▸ **PROBLEM**
Can you copy, unchanged, the stretch of rows from the line containing "the bus side" through the last of the rows below?

— begin EXCERPTED RECORDS —

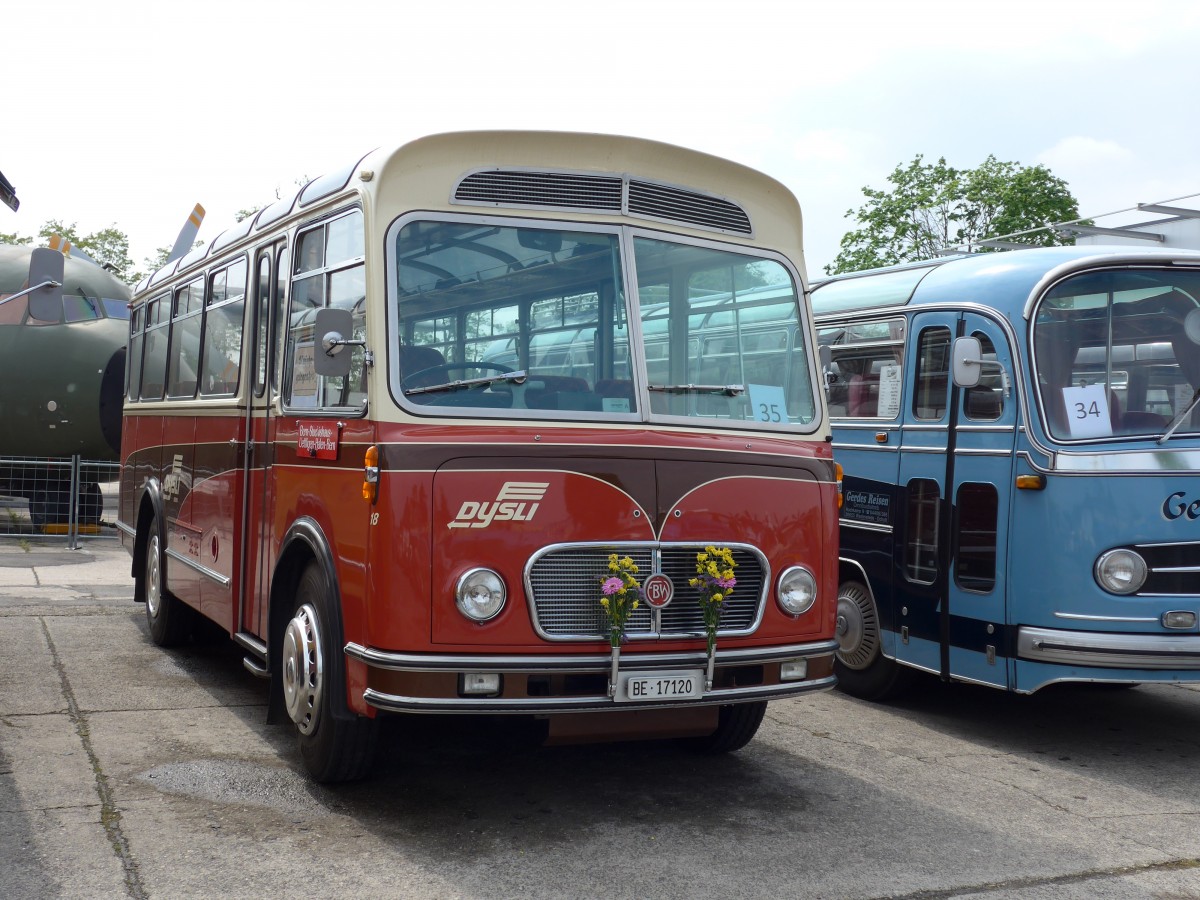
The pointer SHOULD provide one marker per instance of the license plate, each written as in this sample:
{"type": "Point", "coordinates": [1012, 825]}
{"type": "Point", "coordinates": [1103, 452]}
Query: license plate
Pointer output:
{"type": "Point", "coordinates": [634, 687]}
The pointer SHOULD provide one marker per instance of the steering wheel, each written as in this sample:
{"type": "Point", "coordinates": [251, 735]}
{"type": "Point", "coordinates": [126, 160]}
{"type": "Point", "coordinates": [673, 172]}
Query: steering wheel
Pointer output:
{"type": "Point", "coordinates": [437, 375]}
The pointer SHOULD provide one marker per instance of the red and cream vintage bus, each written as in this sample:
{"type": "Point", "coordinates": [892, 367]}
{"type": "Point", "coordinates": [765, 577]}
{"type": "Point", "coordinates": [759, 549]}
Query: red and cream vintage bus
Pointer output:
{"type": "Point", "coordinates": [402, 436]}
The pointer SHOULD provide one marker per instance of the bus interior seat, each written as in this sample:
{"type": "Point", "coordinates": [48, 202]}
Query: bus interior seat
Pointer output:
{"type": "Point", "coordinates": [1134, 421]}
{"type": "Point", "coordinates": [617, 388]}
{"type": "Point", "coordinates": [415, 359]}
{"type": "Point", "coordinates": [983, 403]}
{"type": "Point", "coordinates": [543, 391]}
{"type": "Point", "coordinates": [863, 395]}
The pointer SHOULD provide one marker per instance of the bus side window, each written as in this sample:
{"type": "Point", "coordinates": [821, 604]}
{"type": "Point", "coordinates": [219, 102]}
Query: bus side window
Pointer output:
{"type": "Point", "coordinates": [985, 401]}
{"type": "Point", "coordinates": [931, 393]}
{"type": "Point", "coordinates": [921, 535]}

— end EXCERPTED RECORDS —

▸ **OUTPUT OF THE EXERCISE**
The pointer SHOULD provide one marker per instance of the bus side window, each written as in this sample:
{"type": "Point", "coordinates": [821, 604]}
{"type": "Point", "coordinates": [219, 102]}
Query: bus side window
Pointer output:
{"type": "Point", "coordinates": [985, 401]}
{"type": "Point", "coordinates": [931, 393]}
{"type": "Point", "coordinates": [921, 535]}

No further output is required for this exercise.